Excerpted text:
Call for compassion in health system

Associate Prof  Konrad Richter, associate dean Southland at the Dunedin School of Medicine,  and...
Associate Prof Konrad Richter, associate dean Southland at the Dunedin School of Medicine, and New Zealand Doctor editor Barbara Fountain at the University of Otago’s annual Winter Symposium Series in Invercargill on Monday. PHOTO: ABBEY PALMER
A move away from financial targets and towards compassion could be the answer to improving New Zealand's Health and Disability system, a Southland surgeon says.

Invercargill residents voiced their opinions this week on the Government's planned "shake-up" for NZ's Health and Disability system.

Industry professionals met with concerned residents at the Southland Hospital Education Centre on Monday evening.

The discussion was part of the University of Otago's annual Winter Symposium Series.

New Zealand Doctor editor Barbara Fountain was MC for the event. Panel guests were Prof Peter Crampton, a Government-appointed expert for the review panel, head of the pathology department Prof Sarah Young, and Associate Prof Konrad Richter, a colorectal surgeon and surgical oncologist based at Southland Hospital and associate dean Southland at the Dunedin School of Medicine.

Prof Richter acknowledged a need for "compassion to have a voice" in medical practice.

"The incentive here in New Zealand is difficult. I feel like the incentive is actually saving money at all costs.

The country had an "excellent" health system but access was getting more and more difficult for everyone.

Some of the issues included the lack of access to private health care, delayed diagnoses, wait times for specialist referrals and for surgery, he said.

"We need to have a more robust, honest debate about what we can offer from our health system."

Invercargill resident Tracy Peters, who felt let down by the system with her own treatment, had attended Prof Richter's four previous public discussions.

"There's a real need for those seminars. Both parties get to express themselves and talk about their experiences," she said.

Mrs Peters, who is paraplegic, said she wanted "the facts" from the system.

"It would have always been heartbreaking to hear I can't use my legs any more," she said, but at least she knew how to deal with it.

People needed more advice on how to manage their own care when living with an illness or disability that could have been prevented, she said.

Prof Richter said an absence of engagement between managers and clinicians played a part in inefficient treatment of patients.

"It only works if there's clinical input into counting numbers ... If you look only at key performance indicators you may create diverse incentives."

He said managers needed to divert their resources from meeting targets and work with front-line clinicians who dealt with patients to "get their priorities right".

Prof Richter said the discussion between the panel and the public had been "top-notch" and "rare" in New Zealand.

Tasks to complete:
- A) In the health system article, where did industry professionals meet with concerned residents on Monday evening?
- B) Translate this sentence from the health system article into Spanish: "The discussion was part of the University of Otago's annual Winter Symposium Series."
- C) For each statement, say whether it agrees with the health system article: (i) Barbara Fountain was MC for the event. (ii) Tracy Peters had attended two of Prof Richter's previous public discussions. (iii) Prof Richter called the discussion between the panel and the public rare in New Zealand.
These records come from a source unrelated to the health system article.

[Dataset entries]
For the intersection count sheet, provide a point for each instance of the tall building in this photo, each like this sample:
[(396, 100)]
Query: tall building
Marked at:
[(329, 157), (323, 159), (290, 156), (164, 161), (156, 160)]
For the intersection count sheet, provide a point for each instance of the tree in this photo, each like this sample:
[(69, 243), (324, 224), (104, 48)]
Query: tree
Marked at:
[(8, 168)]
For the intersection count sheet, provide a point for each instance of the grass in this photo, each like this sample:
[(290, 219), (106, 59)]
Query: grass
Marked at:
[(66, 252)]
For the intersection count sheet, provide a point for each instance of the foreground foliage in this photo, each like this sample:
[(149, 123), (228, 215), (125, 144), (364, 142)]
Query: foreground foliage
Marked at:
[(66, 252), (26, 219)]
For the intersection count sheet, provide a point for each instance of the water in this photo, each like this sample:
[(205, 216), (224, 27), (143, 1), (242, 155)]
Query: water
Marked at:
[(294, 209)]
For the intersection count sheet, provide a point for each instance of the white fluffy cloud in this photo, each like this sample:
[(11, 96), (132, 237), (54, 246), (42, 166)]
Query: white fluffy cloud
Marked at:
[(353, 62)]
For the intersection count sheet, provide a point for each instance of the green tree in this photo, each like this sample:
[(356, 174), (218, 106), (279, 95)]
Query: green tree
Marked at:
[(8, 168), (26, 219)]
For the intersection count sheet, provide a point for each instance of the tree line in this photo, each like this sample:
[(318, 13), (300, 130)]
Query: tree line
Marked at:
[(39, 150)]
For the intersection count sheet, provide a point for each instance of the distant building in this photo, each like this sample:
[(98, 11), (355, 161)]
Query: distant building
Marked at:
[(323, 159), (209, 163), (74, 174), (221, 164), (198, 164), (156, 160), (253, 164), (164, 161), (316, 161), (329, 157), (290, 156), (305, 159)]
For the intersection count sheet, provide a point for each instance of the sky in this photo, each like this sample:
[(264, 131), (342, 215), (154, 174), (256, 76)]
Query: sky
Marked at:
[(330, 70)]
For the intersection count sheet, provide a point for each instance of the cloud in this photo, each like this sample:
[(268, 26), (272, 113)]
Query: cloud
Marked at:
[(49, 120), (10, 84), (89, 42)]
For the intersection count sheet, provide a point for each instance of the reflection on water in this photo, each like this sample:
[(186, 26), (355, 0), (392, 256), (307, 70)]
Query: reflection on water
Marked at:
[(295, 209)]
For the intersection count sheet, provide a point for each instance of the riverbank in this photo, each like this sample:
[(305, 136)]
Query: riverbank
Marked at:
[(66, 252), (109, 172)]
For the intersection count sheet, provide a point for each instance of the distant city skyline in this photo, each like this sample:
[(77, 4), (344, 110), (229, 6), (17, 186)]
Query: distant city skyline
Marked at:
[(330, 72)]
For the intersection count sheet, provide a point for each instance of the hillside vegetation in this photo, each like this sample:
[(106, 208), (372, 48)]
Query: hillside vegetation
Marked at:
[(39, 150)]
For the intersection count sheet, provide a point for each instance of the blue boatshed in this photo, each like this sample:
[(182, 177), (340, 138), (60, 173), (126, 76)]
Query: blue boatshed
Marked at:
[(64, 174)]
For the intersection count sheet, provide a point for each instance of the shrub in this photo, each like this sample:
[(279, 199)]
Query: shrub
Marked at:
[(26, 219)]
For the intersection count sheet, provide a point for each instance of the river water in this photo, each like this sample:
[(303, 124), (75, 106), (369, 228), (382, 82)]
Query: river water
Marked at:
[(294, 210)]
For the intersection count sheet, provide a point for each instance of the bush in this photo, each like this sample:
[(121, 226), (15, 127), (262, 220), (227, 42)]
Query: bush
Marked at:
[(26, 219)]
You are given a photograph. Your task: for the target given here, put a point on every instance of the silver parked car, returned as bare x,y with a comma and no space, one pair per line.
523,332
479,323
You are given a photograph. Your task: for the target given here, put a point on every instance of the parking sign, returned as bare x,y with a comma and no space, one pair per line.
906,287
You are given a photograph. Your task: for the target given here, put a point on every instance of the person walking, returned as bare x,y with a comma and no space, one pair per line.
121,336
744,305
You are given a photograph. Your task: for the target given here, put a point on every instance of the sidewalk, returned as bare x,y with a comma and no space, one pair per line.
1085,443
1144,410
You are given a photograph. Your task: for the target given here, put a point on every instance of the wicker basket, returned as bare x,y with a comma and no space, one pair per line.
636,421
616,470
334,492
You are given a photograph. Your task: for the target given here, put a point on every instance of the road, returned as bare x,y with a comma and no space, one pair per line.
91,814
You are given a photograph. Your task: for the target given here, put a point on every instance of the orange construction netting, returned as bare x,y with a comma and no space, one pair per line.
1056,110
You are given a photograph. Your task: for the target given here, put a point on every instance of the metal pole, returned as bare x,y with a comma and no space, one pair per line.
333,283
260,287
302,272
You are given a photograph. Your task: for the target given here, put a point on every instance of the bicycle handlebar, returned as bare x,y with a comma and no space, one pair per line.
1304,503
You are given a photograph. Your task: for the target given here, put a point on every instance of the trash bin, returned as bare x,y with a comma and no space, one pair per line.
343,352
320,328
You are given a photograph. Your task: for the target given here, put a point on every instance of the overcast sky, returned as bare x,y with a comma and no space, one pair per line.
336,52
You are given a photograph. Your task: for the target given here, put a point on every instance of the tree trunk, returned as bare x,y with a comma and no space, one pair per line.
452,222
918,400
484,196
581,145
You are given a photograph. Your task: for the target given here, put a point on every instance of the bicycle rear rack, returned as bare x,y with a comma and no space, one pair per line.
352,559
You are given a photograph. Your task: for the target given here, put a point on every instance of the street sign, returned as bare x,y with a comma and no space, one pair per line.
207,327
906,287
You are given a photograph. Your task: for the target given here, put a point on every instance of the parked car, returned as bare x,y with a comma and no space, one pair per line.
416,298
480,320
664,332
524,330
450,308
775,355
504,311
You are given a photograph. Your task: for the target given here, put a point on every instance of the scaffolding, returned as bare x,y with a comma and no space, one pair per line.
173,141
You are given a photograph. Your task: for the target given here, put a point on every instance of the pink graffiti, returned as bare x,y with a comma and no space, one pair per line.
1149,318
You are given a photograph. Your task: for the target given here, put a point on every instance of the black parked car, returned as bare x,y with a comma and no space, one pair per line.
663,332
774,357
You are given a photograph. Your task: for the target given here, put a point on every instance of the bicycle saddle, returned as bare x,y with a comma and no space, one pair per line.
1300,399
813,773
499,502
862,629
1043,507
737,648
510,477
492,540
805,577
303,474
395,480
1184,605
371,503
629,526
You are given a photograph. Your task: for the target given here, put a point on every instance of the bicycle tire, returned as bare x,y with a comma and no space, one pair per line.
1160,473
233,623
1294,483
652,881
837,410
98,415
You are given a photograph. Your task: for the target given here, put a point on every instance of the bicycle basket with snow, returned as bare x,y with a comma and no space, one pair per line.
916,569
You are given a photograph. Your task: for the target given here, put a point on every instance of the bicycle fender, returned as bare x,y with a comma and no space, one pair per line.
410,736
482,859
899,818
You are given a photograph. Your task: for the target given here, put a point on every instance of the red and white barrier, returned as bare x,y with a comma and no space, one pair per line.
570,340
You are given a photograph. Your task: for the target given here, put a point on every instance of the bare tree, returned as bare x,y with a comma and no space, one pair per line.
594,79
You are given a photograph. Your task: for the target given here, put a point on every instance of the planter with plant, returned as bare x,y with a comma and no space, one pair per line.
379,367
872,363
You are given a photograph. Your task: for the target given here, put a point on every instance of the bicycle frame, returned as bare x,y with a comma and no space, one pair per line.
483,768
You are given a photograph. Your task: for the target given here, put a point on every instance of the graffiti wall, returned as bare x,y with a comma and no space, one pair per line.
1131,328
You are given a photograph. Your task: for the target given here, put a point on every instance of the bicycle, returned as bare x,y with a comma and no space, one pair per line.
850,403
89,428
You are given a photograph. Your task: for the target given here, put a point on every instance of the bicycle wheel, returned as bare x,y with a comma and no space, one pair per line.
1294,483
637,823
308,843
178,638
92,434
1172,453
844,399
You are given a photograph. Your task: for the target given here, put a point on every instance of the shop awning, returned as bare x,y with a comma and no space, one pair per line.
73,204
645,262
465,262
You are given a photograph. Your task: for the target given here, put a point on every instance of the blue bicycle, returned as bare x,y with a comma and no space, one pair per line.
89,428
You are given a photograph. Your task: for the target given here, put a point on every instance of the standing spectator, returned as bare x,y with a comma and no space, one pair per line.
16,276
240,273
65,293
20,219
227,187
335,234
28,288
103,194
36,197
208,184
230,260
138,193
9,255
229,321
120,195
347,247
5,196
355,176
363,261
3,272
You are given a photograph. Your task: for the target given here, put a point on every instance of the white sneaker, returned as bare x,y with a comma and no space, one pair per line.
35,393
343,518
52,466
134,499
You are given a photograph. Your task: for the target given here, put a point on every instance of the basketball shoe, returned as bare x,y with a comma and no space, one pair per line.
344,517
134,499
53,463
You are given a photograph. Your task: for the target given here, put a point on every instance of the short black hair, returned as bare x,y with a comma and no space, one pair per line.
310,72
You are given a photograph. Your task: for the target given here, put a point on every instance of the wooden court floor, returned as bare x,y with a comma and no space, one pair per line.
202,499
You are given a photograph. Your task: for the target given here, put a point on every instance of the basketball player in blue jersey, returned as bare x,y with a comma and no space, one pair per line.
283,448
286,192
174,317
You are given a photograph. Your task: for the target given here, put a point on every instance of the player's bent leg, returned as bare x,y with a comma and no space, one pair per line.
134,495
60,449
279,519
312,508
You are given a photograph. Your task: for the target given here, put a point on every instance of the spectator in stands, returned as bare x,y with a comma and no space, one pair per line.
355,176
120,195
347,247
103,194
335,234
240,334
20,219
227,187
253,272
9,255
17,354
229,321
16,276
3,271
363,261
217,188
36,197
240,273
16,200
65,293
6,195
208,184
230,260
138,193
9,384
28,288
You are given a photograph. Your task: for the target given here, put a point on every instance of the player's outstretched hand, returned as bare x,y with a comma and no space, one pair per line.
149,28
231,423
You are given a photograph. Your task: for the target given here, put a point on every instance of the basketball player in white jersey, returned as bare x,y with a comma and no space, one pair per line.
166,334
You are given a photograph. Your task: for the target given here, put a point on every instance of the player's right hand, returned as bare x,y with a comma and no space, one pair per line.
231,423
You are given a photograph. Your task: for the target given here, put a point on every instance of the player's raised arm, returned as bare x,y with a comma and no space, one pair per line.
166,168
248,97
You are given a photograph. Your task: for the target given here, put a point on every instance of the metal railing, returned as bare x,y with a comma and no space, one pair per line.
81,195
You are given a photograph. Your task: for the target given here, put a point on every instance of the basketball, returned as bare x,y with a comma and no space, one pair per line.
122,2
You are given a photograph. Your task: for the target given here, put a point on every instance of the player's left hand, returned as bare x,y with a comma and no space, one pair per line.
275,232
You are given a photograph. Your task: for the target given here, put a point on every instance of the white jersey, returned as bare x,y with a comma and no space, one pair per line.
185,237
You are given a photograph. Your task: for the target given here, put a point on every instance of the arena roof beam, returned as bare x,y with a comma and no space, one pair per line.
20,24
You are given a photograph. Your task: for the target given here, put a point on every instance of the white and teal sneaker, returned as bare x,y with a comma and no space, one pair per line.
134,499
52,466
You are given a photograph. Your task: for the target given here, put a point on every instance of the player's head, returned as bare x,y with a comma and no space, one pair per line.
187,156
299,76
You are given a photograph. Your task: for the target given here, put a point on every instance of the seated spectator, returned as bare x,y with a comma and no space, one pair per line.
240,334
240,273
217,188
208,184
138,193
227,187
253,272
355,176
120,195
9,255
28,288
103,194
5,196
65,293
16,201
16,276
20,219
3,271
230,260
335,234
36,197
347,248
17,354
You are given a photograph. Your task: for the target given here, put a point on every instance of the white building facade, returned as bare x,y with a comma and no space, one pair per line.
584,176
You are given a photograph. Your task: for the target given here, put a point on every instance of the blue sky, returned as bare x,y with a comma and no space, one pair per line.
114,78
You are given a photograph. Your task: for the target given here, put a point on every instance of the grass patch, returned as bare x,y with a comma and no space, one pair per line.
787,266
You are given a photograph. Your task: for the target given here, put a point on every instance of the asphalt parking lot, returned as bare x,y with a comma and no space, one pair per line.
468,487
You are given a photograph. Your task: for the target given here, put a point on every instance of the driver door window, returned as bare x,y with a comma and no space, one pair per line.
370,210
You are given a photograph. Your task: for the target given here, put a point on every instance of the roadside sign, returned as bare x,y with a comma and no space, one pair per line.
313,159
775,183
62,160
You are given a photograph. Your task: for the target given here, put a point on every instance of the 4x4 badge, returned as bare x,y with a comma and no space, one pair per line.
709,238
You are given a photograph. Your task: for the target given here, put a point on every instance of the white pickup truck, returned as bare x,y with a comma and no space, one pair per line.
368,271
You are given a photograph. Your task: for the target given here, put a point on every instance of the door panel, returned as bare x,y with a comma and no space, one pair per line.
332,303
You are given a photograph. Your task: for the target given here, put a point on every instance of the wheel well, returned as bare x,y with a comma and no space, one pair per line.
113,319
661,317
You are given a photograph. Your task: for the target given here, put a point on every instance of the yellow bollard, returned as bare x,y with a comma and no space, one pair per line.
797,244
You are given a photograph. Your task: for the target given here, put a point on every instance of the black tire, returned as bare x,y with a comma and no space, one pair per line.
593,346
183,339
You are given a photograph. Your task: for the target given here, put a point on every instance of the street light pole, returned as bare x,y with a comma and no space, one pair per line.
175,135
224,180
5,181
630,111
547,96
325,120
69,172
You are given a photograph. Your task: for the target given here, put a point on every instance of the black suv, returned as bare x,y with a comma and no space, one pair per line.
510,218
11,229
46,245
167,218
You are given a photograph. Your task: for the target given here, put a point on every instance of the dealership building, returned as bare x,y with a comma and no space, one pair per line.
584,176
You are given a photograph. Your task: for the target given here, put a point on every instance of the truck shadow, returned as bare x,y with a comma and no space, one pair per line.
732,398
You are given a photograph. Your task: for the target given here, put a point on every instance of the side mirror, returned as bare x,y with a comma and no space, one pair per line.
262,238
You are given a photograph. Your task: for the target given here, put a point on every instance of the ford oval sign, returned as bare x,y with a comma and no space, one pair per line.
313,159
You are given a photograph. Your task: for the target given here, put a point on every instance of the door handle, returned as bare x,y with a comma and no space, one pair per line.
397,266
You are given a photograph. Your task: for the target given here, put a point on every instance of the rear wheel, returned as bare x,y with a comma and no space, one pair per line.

Answers below:
- A) At the Southland Hospital Education Centre.

- B) La discusión formó parte de la serie anual de simposios de invierno de la Universidad de Otago.

- C)
(i) Yes: "New Zealand Doctor editor Barbara Fountain was MC for the event."
(ii) No: "had attended Prof Richter's four previous public discussions."
(iii) Yes: "Prof Richter said the discussion between the panel and the public had been "top-notch" and "rare" in New Zealand."